*Passage*:
* * * * * * * * *

Re: speed up verifying UTF-8

From: John Naylor <john(dot)naylor(at)enterprisedb(dot)com>
To: Amit Khandekar <amitdkhan(dot)pg(at)gmail(dot)com>
Cc: Heikki Linnakangas <hlinnaka(at)iki(dot)fi>, pgsql-hackers <pgsql-hackers(at)postgresql(dot)org>
Subject: Re: speed up verifying UTF-8
Date: 2021-07-15 18:12:43
Message-ID: CAFBsxsEVoO-cGN7Q7H+ytuExSfnm0xm19CMbjs2Q5a+7LXX_rw@mail.gmail.com
Views: Raw Message | Whole Thread | Download mbox | Resend email
Thread:
Lists: pgsql-hackers

On Thu, Jul 15, 2021 at 1:10 AM Amit Khandekar <amitdkhan(dot)pg(at)gmail(dot)com>
wrote:

> - check_ascii() seems to be used only for 64-bit chunks. So why not
> remove the len argument and the len <= sizeof(int64) checks inside the
> function. We can rename it to check_ascii64() for clarity.

Thanks for taking a look!

Well yes, but there's nothing so intrinsic to 64 bits that the name needs
to reflect that. Earlier versions worked on 16 bytes at time. The compiler
will optimize away the len check, but we could replace with an assert
instead.

* * * * * * * * *

*Record list*:

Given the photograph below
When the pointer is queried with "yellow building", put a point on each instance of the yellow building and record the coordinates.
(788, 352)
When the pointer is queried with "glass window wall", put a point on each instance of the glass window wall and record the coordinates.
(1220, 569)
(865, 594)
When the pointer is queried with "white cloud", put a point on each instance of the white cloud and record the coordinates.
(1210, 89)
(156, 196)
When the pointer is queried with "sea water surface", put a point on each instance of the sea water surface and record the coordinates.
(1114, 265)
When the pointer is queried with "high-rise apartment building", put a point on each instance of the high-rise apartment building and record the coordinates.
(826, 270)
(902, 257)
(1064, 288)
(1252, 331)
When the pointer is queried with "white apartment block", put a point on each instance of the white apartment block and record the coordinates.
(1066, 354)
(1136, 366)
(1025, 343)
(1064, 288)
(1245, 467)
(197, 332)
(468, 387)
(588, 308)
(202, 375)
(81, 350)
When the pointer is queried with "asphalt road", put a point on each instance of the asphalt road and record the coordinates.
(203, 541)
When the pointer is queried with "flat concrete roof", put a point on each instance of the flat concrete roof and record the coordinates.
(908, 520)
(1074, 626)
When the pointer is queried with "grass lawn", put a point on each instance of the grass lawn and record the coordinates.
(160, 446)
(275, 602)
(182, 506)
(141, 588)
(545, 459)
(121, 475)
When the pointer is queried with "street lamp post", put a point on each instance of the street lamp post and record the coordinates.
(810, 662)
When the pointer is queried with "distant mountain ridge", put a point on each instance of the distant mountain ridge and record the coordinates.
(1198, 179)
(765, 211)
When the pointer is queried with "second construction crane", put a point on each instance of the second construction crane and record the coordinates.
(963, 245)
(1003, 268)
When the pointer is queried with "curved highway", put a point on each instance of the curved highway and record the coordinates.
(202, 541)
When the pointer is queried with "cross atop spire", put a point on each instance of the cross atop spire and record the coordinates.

* * * * * * * * *

*Jobs*:
1/ Please decide whether each statement agrees with the UTF-8 verification reply above, answering yes or no and quoting the deciding words from it: (a) The reply holds that the compiler will drop the len check. (b) The reply accepts renaming the function to check_ascii64(). (c) The suggestion being answered says check_ascii() appears to serve only 64-bit chunks.
2/ Carry on the UTF-8 verification reply from its last sentence.

*Exercise answers*:
1/
(a) Yes: "The compiler will optimize away the len check"
(b) No: "there's nothing so intrinsic to 64 bits that the name needs to reflect that"
(c) Yes: "check_ascii() seems to be used only for 64-bit chunks"

2/
> - I was thinking, why not have a pg_utf8_verify64() that processes
> 64-bit chunks (or a 32-bit version). In check_ascii(), we anyway
> extract a 64-bit chunk from the string. We can use the same chunk to
> extract the required bits from a two byte char or a 4 byte char. This
> way we can avoid extraction of separate bytes like b1 = *s; b2 = s[1]
> etc.

Loading bytes from L1 is really fast -- I wouldn't even call it
"extraction".

> More importantly, we can avoid the separate continuation-char
> checks for each individual byte.

On a pipelined superscalar CPU, I wouldn't expect it to matter in the
slightest.

> Additionally, we can try to simplify
> the subsequent overlong or surrogate char checks. Something like this

My recent experience with itemptrs has made me skeptical of this kind of
thing, but the idea was interesting enough that I couldn't resist trying it
out. I have two attempts, which are attached as v16*.txt and apply
independently. They are rough, and some comments are now lies. To simplify
the constants, I do shift down to uint32, and I didn't bother working
around that. v16alpha regressed on worst-case input, so for v16beta I went
back to earlier coding for the one-byte ascii check. That helped, but it's
still slower than v14.

That was not unexpected, but I was mildly shocked to find out that v15 is
also slower than the v14 that Heikki posted. The only non-cosmetic
difference is using pg_utf8_verifychar_internal within pg_utf8_verifychar.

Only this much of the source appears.